• **Document**
════════════════
The above copyright notice and this permission notice shall be included in all copies or substantial portions of the Software.

THE SOFTWARE IS PROVIDED “AS IS”, WITHOUT WARRANTY OF ANY KIND, EXPRESS OR IMPLIED, INCLUDING BUT NOT LIMITED TO THE WARRANTIES OF MERCHANTABILITY, FITNESS FOR A PARTICULAR PURPOSE AND NONINFRINGEMENT. IN NO EVENT SHALL THE AUTHORS OR COPYRIGHT HOLDERS BE LIABLE FOR ANY CLAIM, DAMAGES OR OTHER LIABILITY, WHETHER IN AN ACTION OF CONTRACT, TORT OR OTHERWISE, ARISING FROM, OUT OF OR IN CONNECTION WITH THE SOFTWARE OR THE USE OR OTHER DEALINGS IN THE SOFTWARE.

Authors
  • Artem Ploujnikov 2022

Summary

Classes:

AttentionBlock

An attention block that allows spatial positions to attend to each other.

AttentionPool2d

Two-dimensional attentional pooling

DecoderUNetModel

The half UNet model with attention and timestep embedding.

Downsample

A downsampling layer with an optional convolution.

DownsamplingPadding

A wrapper module that applies the necessary padding for the downsampling factor

EmbeddingProjection

A simple module that computes the projection of an embedding vector onto the specified number of dimensions

EncoderUNetModel

The half UNet model with attention and timestep embedding.

QKVAttention

A module which performs QKV attention and splits in a different order.

ResBlock

A residual block that can optionally change the number of channels.

TimestepBlock

Any module where forward() takes timestep embeddings as a second argument.

TimestepEmbedSequential

A sequential module that passes timestep embeddings to the children that support it as an extra input.

UNetModel

The full UNet model with attention and timestep embedding.

UNetNormalizingAutoencoder

A convenience class for a UNet-based Variational Autoencoder (VAE) - useful in constructing Latent Diffusion models

Upsample

An upsampling layer with an optional convolution.

Functions:

avg_pool_nd

Create a 1D, 2D, or 3D average pooling module.

build_emb_proj

Builds a dictionary of embedding modules for embedding projections

conv_nd

Create a 1D, 2D, or 3D convolution module.
════════════════
• **Recorded data**
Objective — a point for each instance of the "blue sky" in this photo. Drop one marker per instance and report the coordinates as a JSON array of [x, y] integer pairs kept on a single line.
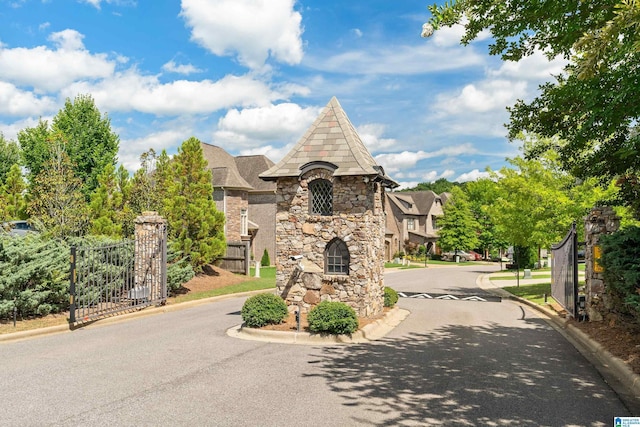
[[252, 75]]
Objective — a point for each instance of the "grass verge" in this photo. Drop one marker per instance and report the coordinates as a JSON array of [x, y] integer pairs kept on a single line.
[[266, 281], [534, 293]]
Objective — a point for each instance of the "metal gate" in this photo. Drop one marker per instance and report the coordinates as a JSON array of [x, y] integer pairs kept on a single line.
[[113, 278], [564, 272]]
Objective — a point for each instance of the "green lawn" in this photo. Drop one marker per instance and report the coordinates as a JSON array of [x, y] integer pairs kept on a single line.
[[267, 280], [534, 293]]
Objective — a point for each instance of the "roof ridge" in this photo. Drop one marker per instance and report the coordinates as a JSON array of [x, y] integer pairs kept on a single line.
[[331, 138]]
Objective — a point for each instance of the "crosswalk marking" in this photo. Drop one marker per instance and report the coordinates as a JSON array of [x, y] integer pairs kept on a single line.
[[450, 297]]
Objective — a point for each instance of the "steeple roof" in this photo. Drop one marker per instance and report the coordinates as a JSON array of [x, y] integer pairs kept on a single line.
[[330, 139]]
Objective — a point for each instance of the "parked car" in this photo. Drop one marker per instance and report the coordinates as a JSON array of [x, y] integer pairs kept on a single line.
[[451, 256], [17, 228]]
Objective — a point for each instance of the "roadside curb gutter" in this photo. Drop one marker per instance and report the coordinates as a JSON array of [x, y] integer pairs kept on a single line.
[[608, 364], [368, 333], [149, 311]]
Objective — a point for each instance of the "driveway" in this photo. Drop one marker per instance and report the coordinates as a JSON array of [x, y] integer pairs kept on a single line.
[[451, 362]]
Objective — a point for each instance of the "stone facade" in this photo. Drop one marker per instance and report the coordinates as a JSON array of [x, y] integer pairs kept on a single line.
[[150, 254], [358, 220], [599, 221], [262, 211], [235, 202]]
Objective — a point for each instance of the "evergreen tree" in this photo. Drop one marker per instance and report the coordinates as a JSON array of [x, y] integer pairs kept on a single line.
[[106, 205], [9, 155], [90, 143], [35, 143], [92, 146], [458, 227], [196, 227], [56, 199]]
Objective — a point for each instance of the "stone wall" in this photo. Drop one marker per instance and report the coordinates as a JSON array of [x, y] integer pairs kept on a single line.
[[235, 201], [151, 254], [358, 219], [599, 221], [262, 211]]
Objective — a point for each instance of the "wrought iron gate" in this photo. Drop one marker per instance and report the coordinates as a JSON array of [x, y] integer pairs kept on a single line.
[[113, 278], [564, 272]]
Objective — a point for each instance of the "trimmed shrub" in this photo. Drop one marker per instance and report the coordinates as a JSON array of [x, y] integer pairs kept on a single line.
[[333, 318], [390, 297], [265, 261], [620, 254], [178, 274], [264, 309]]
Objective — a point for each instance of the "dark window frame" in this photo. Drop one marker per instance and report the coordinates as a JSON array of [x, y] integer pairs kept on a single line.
[[321, 197], [336, 258]]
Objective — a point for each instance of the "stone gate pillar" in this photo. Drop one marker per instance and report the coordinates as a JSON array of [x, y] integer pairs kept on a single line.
[[601, 220], [151, 256]]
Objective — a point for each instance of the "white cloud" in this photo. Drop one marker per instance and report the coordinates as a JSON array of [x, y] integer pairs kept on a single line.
[[251, 126], [252, 29], [49, 70], [450, 36], [132, 149], [473, 175], [94, 3], [186, 69], [397, 60], [408, 159], [127, 91], [10, 130], [481, 97], [371, 135], [16, 102], [536, 68], [67, 40], [479, 108]]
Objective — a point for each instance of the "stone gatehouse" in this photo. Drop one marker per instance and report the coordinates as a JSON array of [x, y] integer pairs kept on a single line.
[[330, 218]]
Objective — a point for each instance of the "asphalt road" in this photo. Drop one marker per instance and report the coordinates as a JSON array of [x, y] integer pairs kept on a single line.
[[449, 363]]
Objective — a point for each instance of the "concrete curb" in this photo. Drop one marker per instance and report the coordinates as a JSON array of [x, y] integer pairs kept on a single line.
[[149, 311], [370, 332], [583, 343]]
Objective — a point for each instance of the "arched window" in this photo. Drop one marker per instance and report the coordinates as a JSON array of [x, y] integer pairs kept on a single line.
[[320, 197], [336, 258]]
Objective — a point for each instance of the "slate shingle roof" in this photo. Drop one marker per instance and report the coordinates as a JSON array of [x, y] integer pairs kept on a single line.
[[223, 168], [415, 202], [331, 138], [252, 166]]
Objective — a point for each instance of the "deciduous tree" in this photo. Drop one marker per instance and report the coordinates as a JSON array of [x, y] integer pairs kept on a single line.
[[590, 114], [9, 155], [458, 227], [12, 199], [56, 199]]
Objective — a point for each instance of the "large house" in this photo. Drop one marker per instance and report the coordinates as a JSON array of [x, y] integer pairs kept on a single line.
[[248, 203], [412, 217]]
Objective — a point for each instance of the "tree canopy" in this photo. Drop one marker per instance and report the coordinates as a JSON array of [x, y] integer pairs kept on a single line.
[[458, 227], [590, 114], [9, 156], [87, 140]]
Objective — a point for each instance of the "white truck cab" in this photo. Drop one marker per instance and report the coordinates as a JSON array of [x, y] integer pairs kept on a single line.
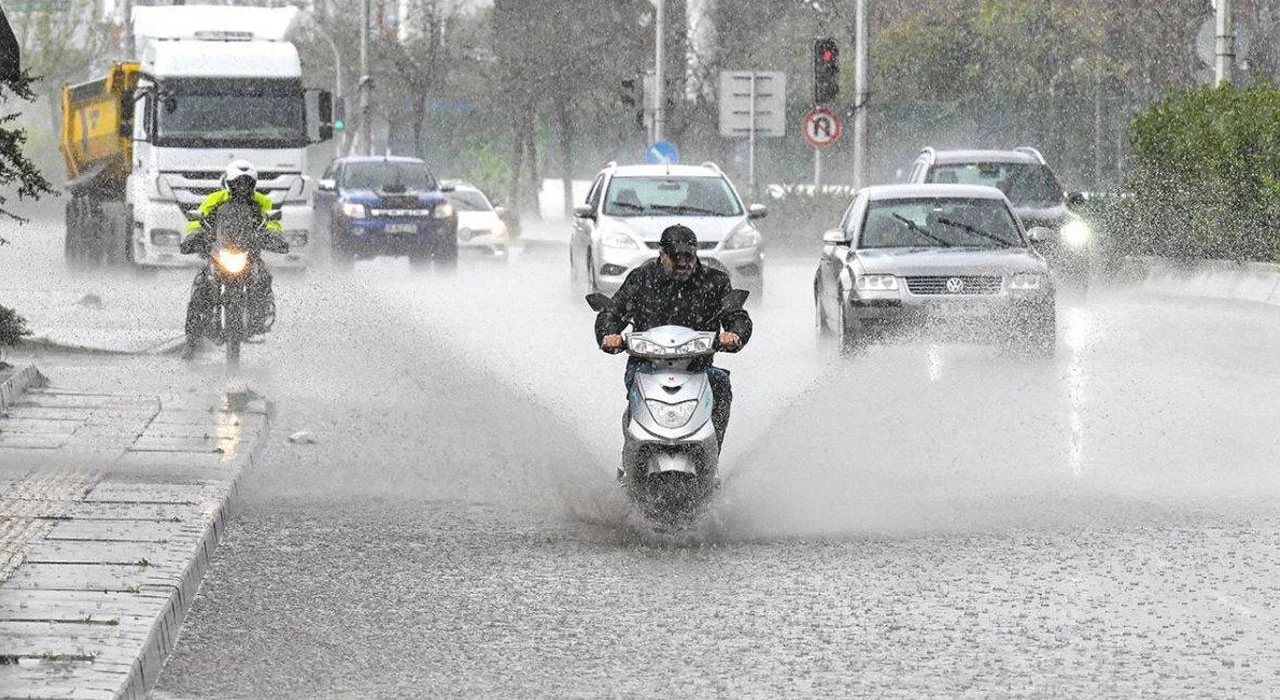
════════════════
• **Parts of the exercise**
(a) Pull out every row that contains the word "roof".
(b) Extend the UNet module documentation from its last entry onward.

• **Exercise responses**
(a)
Objective — a point for each instance of the "roof ridge" in this photo. Drop one marker per instance and report the coordinates as a JSON array of [x, y] integer pairs kept on a single line.
Objective — a point for each instance of the "steeple roof" in this photo. Drop one marker per instance and report the coordinates as a JSON array of [x, y] integer pairs kept on a single line.
Objective — a point for each instance of the "slate shingle roof" in this photo. Drop one marker per instance and report the coordinates as a JSON array of [x, y] integer pairs kept on a single line.

(b)
fixup

Zero out the parameters of a module and return it.

timestep_embedding

Create sinusoidal timestep embeddings.

Reference

speechbrain.nnet.unet.fixup(module, use_fixup_init=True)[source]

Zero out the parameters of a module and return it.

Parameters:
  • module (torch.nn.Module) – a module

  • use_fixup_init (bool) – whether to zero out the parameters. If set to false, the function is a no-op

speechbrain.nnet.unet.conv_nd(dims, *args, **kwargs)[source]

Create a 1D, 2D, or 3D convolution module.

Parameters:
  • dims (int) – The number of dimensions

  • constructor (Any remaining arguments are passed to the) –

speechbrain.nnet.unet.avg_pool_nd(dims, *args, **kwargs)[source]

Create a 1D, 2D, or 3D average pooling module.

speechbrain.nnet.unet.timestep_embedding(timesteps, dim, max_period=10000)[source]

Create sinusoidal timestep embeddings.

Parameters:
  • timesteps (torch.Tensor) – a 1-D Tensor of N indices, one per batch element. These may be fractional.

  • dim (int) – the dimension of the output.

  • max_period (int) – controls the minimum frequency of the embeddings.

Returns:

result – an [N x dim] Tensor of positional embeddings.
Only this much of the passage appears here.